*Study text*.
Sunday, 7 February 2016

Don't Be Your Own Enemy


This post is taken from optimusfutures.com where it was originally published. I am reproducing it here with some modifications. 

It is all about how biases mess with traders.

Every trader knows that emotions and psychology play an important role in trading. But the way our thinking influences our trading decisions goes much deeper than the regular talk about fear and greed. Evolution, our upbringings and day to day social interaction requires us to use psychological biases when making decisions; such biases have the goal to protect us and make the decision making process much faster. However, when it comes to trading, such biases can play against you because the way trading works is completely different from what is required in our daily lives.

Outcome bias

Let’s start with the most common bias; the outcome bias suggests that people only judge their actions based on the outcome of an event. When a trader has a winning trade, he made the “right” decision and when he has a losing trade, he made the “wrong” decision.
A trade where you violated all your principles, broke the rules, took too much risk and did not use a stop loss should never be considered “OK”, even if you ended up with a winning trade. Traders which operate in an outcome biased mindset often adopt false thinking which eventually leads to large losses and undisciplined trading.

Bandwagon Effect and Herding

Traders often flock together like sheep and it is especially common in today’s world of social media and constant interactions. Traders who exchange trade ideas with other traders in a forum, a trading chat, or through social media have a greater attachment to their trades. Especially during losing trades, such traders try to come up with reasons why it’s the right thing to stay in the trade even though it has already gone past their stop loss. They then look for other peoples’ opinion to confirm their position.

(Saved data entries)
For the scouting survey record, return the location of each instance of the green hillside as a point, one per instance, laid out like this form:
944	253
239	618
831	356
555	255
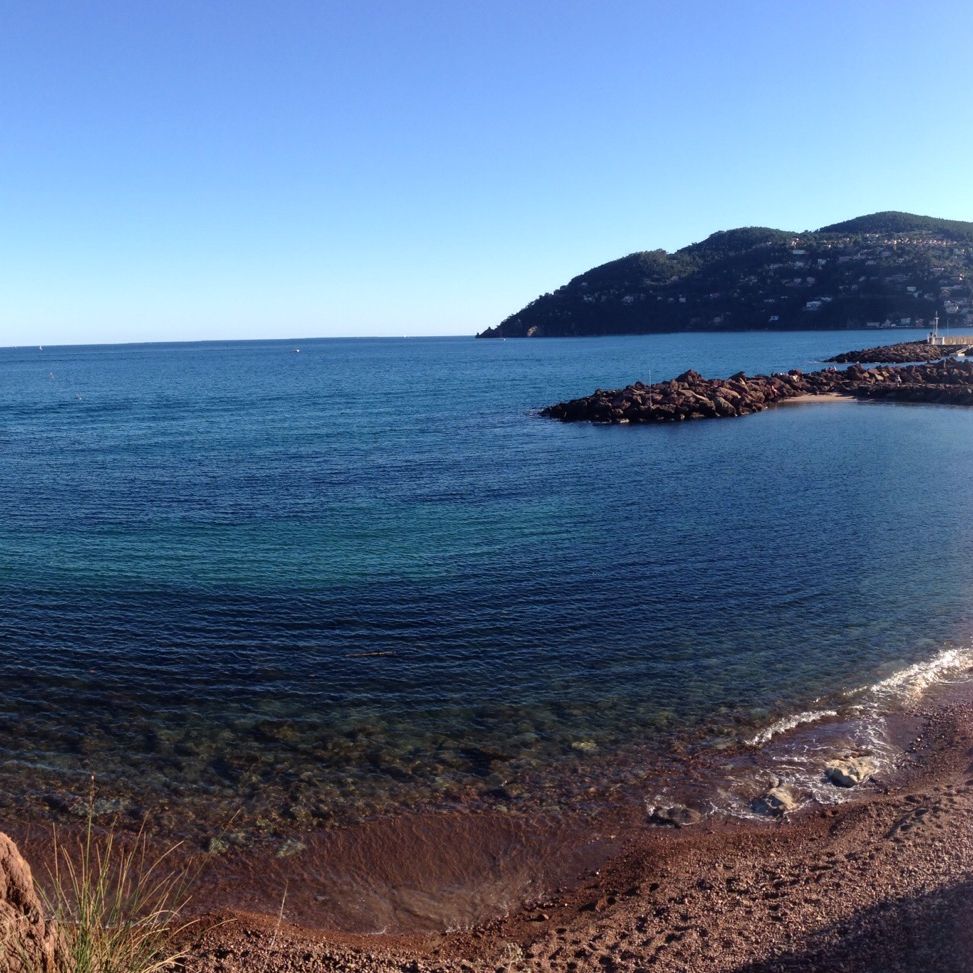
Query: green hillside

*Work order A*.
Answer these questions using the post on trading biases:
(i) On which website was the post originally published?
(ii) According to the outcome bias, what kind of decision does a trader believe he made when he has a winning trade?
(iii) What do traders in losing trades look for to confirm their position?
*Work order B*.
Extend the post on trading biases, picking up right after its final sentence.

*Answer section A*.
(i) optimusfutures.com
(ii) The "right" decision.
(iii) Other peoples' opinion.

*Answer section B*.
It’s OK to interact with other traders, but making decisions should be done independently and in private. The trader who asks, “why is it going down?” does not want to know why it’s going down, but he wants confirmation that the bearish move is short-lived and that his long trade is still valid.

Information bias

“More is better” isn’t necessarily true in trading. A trader in a losing position often consults other, starts using trading tools he hasn’t used before or looks for macro figures that could support his trade idea.
Once you have made a trade decision, all further decisions regarding that trade have to be made using the exact same tool-set and principles.

Ostrich effect

Smokers don’t care about the warning signs on their cigarette package enough to stop their deadly habit. The ostrich effect makes us block out negative information if it goes against our behavior; a smoker doesn’t want to feel uncomfortable every time he lights a cigarette.
Traders know that they should not keep adding to a losing position and stop widening their stop loss order. Still, they do it because it helps them avoid the realization of the loss. Staying objective and realistic is important to avoid disasters in trading.

Hindsight bias

After closing a losing trade, do you look for reasons why the trade did not work out? Making adjustments to your trading system on a trade to trade basis always leads to inconsistent results. As the outcome biases suggested, not all losers are bad and have to be avoided; the best setups will fail over and over again.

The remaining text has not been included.